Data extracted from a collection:
┌────────

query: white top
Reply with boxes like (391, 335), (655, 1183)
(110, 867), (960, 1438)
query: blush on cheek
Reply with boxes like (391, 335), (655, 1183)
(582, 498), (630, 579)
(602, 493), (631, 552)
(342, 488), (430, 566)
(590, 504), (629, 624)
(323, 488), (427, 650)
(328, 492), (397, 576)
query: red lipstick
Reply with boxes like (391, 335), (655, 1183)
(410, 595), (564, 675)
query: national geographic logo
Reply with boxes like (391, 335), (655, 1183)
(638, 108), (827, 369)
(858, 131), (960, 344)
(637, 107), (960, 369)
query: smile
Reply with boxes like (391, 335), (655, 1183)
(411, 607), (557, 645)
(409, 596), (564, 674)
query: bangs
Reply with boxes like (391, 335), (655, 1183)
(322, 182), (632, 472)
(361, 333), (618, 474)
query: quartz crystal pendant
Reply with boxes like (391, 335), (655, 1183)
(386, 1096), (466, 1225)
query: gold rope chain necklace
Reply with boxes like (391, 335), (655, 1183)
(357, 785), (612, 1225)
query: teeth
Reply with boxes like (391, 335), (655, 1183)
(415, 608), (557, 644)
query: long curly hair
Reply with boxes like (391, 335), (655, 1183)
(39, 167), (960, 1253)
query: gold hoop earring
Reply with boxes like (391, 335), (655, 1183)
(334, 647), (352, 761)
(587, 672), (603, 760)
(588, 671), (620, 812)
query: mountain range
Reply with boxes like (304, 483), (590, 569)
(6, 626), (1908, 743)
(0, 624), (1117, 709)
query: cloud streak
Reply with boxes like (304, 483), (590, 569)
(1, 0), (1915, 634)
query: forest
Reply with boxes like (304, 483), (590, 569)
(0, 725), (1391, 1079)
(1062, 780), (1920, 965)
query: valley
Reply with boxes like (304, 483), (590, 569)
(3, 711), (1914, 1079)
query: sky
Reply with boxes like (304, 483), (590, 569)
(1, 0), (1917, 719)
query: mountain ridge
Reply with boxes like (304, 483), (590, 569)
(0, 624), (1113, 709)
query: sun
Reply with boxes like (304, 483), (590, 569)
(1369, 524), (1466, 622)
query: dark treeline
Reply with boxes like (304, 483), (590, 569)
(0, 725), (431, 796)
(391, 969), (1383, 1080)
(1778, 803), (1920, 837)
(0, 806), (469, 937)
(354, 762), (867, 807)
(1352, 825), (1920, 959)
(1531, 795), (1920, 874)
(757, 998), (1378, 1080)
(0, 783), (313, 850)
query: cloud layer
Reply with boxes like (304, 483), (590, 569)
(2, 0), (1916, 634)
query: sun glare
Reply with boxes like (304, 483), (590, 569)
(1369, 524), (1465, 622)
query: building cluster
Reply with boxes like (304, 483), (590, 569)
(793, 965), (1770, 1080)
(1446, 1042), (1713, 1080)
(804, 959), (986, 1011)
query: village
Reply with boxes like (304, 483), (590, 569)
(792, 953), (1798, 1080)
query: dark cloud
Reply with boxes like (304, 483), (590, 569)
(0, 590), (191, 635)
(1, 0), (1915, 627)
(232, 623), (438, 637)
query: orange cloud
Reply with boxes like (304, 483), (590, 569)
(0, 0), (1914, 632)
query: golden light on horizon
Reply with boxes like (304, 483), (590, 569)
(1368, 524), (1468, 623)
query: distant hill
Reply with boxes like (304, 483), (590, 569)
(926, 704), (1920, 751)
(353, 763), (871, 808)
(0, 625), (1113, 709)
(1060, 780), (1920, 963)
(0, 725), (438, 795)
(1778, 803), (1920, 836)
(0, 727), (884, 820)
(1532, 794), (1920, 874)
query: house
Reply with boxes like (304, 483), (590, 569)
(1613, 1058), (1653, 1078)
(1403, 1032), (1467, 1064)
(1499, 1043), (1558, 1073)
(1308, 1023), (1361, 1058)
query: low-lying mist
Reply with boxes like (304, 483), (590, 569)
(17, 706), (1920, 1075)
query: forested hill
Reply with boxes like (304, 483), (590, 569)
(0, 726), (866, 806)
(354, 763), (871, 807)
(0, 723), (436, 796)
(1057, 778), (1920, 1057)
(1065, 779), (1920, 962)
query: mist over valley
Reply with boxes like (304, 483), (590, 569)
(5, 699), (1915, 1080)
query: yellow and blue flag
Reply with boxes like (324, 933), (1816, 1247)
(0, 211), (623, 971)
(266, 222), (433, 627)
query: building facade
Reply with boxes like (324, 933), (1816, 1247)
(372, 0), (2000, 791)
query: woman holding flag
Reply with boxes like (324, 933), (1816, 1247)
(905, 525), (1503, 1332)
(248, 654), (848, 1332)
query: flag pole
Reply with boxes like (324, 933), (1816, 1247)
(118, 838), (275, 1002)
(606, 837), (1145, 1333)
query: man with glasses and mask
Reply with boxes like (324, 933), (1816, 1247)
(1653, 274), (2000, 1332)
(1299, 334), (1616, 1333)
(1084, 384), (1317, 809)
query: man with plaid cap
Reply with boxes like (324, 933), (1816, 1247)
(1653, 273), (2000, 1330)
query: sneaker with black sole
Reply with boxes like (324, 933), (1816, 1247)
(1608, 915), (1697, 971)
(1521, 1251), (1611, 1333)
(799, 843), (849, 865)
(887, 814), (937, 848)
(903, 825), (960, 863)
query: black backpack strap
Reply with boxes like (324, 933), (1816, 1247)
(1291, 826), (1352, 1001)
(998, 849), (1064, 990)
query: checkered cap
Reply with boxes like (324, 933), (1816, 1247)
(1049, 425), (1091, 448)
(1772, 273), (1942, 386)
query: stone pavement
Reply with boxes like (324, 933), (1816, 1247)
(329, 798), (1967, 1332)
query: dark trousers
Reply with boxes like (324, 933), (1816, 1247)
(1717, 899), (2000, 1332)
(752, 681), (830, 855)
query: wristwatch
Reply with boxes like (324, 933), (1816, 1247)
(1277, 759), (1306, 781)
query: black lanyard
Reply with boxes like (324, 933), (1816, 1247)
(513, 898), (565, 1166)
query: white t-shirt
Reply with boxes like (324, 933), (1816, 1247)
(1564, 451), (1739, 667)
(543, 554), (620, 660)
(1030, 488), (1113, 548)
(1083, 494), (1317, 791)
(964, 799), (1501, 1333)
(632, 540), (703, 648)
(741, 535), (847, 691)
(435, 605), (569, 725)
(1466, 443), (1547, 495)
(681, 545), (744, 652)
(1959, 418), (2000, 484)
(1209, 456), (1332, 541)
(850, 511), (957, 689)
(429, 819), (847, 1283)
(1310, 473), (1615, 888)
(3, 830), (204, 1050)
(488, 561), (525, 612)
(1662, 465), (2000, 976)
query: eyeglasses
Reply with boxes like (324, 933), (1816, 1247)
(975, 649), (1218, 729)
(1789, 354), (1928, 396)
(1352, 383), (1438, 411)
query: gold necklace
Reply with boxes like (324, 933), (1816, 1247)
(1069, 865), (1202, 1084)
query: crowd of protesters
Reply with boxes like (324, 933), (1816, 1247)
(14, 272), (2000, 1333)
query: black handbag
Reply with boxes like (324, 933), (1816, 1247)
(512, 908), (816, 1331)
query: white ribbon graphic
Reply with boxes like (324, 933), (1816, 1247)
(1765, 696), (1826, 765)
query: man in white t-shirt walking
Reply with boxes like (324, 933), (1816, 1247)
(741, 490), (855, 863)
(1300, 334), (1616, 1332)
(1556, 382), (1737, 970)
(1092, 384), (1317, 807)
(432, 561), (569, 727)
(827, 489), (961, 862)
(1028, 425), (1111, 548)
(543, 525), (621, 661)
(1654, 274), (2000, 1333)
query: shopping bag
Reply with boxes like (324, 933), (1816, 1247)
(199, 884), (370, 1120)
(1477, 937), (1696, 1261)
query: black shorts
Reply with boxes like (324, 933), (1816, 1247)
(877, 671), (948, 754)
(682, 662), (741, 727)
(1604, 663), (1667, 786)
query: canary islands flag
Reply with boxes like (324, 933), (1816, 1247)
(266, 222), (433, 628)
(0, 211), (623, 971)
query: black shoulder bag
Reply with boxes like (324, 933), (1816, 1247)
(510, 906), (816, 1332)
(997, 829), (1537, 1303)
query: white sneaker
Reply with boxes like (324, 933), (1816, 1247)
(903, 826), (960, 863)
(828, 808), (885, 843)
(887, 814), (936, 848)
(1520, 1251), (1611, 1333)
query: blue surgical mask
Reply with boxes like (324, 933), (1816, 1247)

└────────

*Work to be completed:* Print exactly the lines above, between the one holding "query: forested hill" and the one holding "query: sneaker with black sole", inclusive, and nothing besides.

*Expected answer:*
query: forested hill
Reply with boxes like (304, 483), (590, 569)
(0, 726), (866, 806)
(354, 763), (871, 807)
(0, 723), (436, 796)
(1057, 778), (1920, 1057)
(1065, 779), (1920, 962)
query: mist over valley
Reply with boxes like (304, 483), (590, 569)
(5, 699), (1915, 1080)
query: yellow and blue flag
Reply with boxes like (324, 933), (1816, 1247)
(0, 211), (623, 971)
(266, 222), (433, 627)
query: building facade
Reply with boxes like (324, 933), (1816, 1247)
(372, 0), (2000, 791)
query: woman holding flag
Reply with boxes like (324, 933), (1816, 1247)
(905, 525), (1503, 1332)
(248, 654), (848, 1332)
query: flag pole
Reply with boxes like (324, 933), (1816, 1247)
(118, 838), (275, 1002)
(606, 837), (1145, 1333)
query: man with glasses and mask
Reply with boxes like (324, 933), (1816, 1247)
(1653, 274), (2000, 1332)
(1299, 334), (1616, 1333)
(1084, 384), (1317, 809)
query: man with plaid cap
Reply with boxes like (324, 933), (1816, 1247)
(1653, 273), (2000, 1330)
query: sneaker with black sole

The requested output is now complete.